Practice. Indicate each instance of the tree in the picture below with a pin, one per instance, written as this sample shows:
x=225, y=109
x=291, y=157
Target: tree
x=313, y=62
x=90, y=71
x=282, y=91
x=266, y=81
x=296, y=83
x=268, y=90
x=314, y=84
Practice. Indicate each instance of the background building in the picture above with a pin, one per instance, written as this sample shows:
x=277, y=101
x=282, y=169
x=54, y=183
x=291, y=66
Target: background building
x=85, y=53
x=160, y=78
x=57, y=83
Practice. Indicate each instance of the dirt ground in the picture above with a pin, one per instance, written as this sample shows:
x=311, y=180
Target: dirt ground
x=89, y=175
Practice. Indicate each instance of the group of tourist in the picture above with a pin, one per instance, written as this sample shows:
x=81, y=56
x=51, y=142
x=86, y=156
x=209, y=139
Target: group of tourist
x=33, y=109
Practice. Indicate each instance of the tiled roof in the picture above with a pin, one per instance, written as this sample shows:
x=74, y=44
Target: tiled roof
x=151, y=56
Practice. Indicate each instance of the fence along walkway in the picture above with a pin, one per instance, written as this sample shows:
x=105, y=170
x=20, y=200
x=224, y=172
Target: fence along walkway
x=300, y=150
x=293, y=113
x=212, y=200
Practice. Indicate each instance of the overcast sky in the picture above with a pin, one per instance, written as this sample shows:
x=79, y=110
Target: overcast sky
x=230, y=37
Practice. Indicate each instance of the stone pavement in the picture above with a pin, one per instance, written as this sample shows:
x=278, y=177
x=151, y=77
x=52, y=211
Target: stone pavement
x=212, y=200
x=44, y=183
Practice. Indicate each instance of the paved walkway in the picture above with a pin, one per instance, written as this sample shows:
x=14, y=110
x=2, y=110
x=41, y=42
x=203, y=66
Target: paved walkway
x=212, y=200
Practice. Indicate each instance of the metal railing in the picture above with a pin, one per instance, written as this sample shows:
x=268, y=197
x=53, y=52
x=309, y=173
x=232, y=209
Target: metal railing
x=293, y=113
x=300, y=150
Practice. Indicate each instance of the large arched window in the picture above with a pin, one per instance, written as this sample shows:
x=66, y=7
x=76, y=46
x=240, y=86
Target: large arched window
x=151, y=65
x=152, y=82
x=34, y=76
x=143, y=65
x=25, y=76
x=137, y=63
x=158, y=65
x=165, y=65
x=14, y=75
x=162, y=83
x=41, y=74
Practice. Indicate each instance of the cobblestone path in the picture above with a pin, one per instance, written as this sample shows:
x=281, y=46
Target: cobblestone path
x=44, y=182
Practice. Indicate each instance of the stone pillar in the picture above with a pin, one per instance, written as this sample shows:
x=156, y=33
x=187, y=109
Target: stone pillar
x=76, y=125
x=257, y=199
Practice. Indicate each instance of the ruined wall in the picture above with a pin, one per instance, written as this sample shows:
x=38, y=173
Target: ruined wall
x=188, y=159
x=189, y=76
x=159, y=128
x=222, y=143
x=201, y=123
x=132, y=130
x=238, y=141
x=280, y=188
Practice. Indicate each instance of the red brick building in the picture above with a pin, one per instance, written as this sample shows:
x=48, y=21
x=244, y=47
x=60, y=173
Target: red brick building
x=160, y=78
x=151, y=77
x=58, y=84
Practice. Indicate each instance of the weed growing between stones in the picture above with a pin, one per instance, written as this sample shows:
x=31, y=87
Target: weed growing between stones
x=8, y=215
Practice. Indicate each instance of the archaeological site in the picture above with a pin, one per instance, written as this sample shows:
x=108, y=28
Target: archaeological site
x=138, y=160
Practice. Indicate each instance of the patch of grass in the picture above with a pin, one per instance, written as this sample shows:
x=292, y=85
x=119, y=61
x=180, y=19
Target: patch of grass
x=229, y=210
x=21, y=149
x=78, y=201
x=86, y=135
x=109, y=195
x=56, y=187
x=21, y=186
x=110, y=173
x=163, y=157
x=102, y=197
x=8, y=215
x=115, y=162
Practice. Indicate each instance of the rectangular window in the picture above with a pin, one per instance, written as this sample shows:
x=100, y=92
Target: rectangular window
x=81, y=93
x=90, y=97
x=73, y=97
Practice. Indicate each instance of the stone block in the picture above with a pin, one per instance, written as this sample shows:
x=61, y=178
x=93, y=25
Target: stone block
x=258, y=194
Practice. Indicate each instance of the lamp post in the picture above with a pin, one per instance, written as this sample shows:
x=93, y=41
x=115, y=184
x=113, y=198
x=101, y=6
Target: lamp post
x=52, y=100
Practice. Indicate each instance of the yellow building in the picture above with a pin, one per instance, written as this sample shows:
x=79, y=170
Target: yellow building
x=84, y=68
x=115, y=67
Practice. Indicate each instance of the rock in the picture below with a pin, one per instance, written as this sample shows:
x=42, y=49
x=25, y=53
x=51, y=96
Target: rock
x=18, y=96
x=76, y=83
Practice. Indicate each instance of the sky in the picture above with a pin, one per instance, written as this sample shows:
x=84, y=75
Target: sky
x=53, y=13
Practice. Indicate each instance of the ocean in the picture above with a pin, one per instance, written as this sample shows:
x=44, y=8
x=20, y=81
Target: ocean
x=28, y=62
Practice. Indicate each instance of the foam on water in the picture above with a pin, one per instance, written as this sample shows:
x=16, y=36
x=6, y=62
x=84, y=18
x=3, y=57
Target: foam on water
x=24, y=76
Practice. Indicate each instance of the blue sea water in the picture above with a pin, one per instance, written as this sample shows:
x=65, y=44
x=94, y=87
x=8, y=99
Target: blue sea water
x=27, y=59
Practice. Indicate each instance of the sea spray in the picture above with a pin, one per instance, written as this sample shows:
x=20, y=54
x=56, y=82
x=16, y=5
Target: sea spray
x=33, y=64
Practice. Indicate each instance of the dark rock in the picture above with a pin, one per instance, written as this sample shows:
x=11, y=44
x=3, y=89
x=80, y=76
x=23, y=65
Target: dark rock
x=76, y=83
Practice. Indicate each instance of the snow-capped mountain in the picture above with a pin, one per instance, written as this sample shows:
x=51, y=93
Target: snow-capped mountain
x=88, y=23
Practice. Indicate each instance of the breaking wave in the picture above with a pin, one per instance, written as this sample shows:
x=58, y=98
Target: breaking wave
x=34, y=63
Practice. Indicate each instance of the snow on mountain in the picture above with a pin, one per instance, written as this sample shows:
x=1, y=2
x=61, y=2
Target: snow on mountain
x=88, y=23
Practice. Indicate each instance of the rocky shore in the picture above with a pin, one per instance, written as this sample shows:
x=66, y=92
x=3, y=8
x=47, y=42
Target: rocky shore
=-=-=
The lines above should be duplicated exactly.

WRITTEN RESPONSE:
Practice. Indicate each instance of the tree in the picture below with a pin, one per instance, written as this sample shows:
x=225, y=109
x=291, y=157
Target: tree
x=313, y=62
x=90, y=71
x=282, y=91
x=266, y=81
x=296, y=83
x=268, y=90
x=314, y=84
Practice. Indicate each instance of the background building in the picture above with a pin, one per instance, written as this sample shows:
x=277, y=101
x=282, y=169
x=54, y=183
x=291, y=66
Target: background building
x=85, y=53
x=160, y=78
x=57, y=83
Practice. Indicate each instance of the dirt ground in the picture above with a pin, one per instance, written as this sample shows:
x=311, y=180
Target: dirt ground
x=89, y=175
Practice. Indicate each instance of the group of tourist in the picture above with a pin, one per instance, written as this sample shows:
x=81, y=56
x=51, y=142
x=86, y=156
x=209, y=139
Target: group of tourist
x=33, y=109
Practice. Indicate each instance of the tiled roof in the picture above with a pin, one per instance, written as this sample shows:
x=74, y=44
Target: tiled roof
x=151, y=56
Practice. Indicate each instance of the fence along walkway in the picture above with a pin, one per instance, written as this sample shows:
x=105, y=170
x=20, y=200
x=224, y=172
Target: fence along walkway
x=300, y=150
x=293, y=113
x=212, y=200
Practice. Indicate each instance of the overcast sky in the picture above with a pin, one per instance, written as this sample shows:
x=79, y=110
Target: overcast sky
x=230, y=37
Practice. Indicate each instance of the stone pavement in the picture above with a pin, one per instance, written as this sample shows:
x=278, y=177
x=151, y=77
x=52, y=211
Target: stone pavement
x=212, y=200
x=44, y=183
Practice. Indicate each instance of the paved walkway in the picture above with a pin, one per instance, written as this sample shows:
x=14, y=110
x=2, y=110
x=41, y=42
x=203, y=66
Target: paved walkway
x=212, y=200
Practice. Indicate each instance of the metal railing in the picture above with a pin, one per instance, written as this sample shows:
x=268, y=197
x=53, y=52
x=309, y=173
x=232, y=209
Target: metal railing
x=293, y=113
x=300, y=150
Practice. Indicate each instance of the large arched window in the picture above with a pin, one per instance, written as this sample shows:
x=66, y=7
x=76, y=46
x=240, y=86
Target: large arched window
x=151, y=65
x=152, y=82
x=34, y=76
x=143, y=65
x=25, y=76
x=137, y=63
x=158, y=65
x=165, y=65
x=14, y=75
x=162, y=83
x=41, y=74
Practice. Indicate each instance of the cobblestone path in the picture above with a pin, one per instance, written as this sample shows:
x=281, y=46
Target: cobblestone path
x=44, y=182
Practice. Indicate each instance of the stone pillar in the picture above with a pin, one per instance, written as this sample shows:
x=156, y=33
x=187, y=109
Target: stone pillar
x=76, y=125
x=257, y=199
Practice. Indicate each instance of the ruined wall in the picture above with a pin, one per instance, written as this sample shows:
x=38, y=173
Target: ruined wall
x=188, y=159
x=189, y=76
x=159, y=128
x=222, y=143
x=201, y=123
x=132, y=130
x=238, y=141
x=280, y=188
Practice. Indicate each instance of the red brick building in the picture above with a pin, one per instance, written as this sample shows:
x=48, y=21
x=244, y=47
x=60, y=173
Target: red brick building
x=160, y=78
x=151, y=77
x=58, y=84
Practice. Indicate each instance of the weed growing between stones in the picture above with a pin, one per instance, written as this sample shows:
x=31, y=87
Target: weed growing between stones
x=8, y=215
Practice. Indicate each instance of the archaeological site in the picture above with a pin, one per instance, written as this sample shows:
x=108, y=28
Target: archaeological site
x=138, y=160
Practice. Indicate each instance of the patch of grass in the picture above with a pin, one per instance, written as this sample shows:
x=292, y=85
x=119, y=61
x=180, y=19
Target: patch of grass
x=229, y=210
x=21, y=149
x=78, y=201
x=86, y=135
x=109, y=195
x=56, y=187
x=21, y=186
x=110, y=173
x=163, y=157
x=102, y=197
x=8, y=215
x=115, y=162
Practice. Indicate each instance of the rectangular window in the picture above with a pin, one per instance, written as this sample shows:
x=100, y=92
Target: rectangular window
x=81, y=93
x=90, y=97
x=73, y=97
Practice. Indicate each instance of the stone block in the picture above with a pin, one per instance, written as this sample shows:
x=61, y=178
x=93, y=25
Target: stone block
x=258, y=194
Practice. Indicate each instance of the lamp post in the picture above with a pin, one per instance, written as this sample shows:
x=93, y=41
x=115, y=184
x=113, y=198
x=101, y=6
Target: lamp post
x=52, y=100
Practice. Indicate each instance of the yellow building in the picture above with a pin, one per instance, written as this sample shows:
x=79, y=170
Target: yellow building
x=84, y=68
x=115, y=67
Practice. Indicate each instance of the rock in the picture below with a pin, one per instance, written as this sample shows:
x=42, y=49
x=25, y=53
x=51, y=96
Target: rock
x=18, y=96
x=76, y=83
Practice. Indicate each instance of the sky in the picture above with a pin, one per instance, written as this sample shows:
x=84, y=75
Target: sky
x=53, y=13
Practice. Indicate each instance of the ocean in the picture above with a pin, one per instance, written as this sample shows:
x=44, y=8
x=20, y=81
Target: ocean
x=28, y=62
Practice. Indicate each instance of the foam on water in the picture above with a pin, one per instance, written as this sample shows:
x=16, y=36
x=6, y=62
x=84, y=18
x=3, y=57
Target: foam on water
x=24, y=76
Practice. Indicate each instance of the blue sea water in the picture above with a pin, one per instance, written as this sample shows:
x=65, y=44
x=94, y=87
x=8, y=99
Target: blue sea water
x=27, y=59
Practice. Indicate each instance of the sea spray in the picture above with a pin, one per instance, written as this sample shows:
x=20, y=54
x=56, y=82
x=16, y=5
Target: sea spray
x=33, y=64
Practice. Indicate each instance of the dark rock in the picture above with a pin, one per instance, written as this sample shows:
x=11, y=44
x=3, y=89
x=80, y=76
x=23, y=65
Target: dark rock
x=76, y=83
Practice. Indicate each instance of the snow-capped mountain in the picture above with a pin, one per instance, written as this sample shows:
x=51, y=93
Target: snow-capped mountain
x=88, y=23
Practice. Indicate each instance of the breaking wave in the picture above with a pin, one per instance, written as this sample shows:
x=58, y=98
Target: breaking wave
x=34, y=63
Practice. Indicate each instance of the snow on mountain in the picture above with a pin, one per instance, written as this sample shows:
x=1, y=2
x=61, y=2
Target: snow on mountain
x=88, y=23
Practice. Indicate each instance of the rocky shore in the picture above with a pin, one per instance, written as this sample shows:
x=66, y=92
x=3, y=8
x=47, y=42
Target: rocky shore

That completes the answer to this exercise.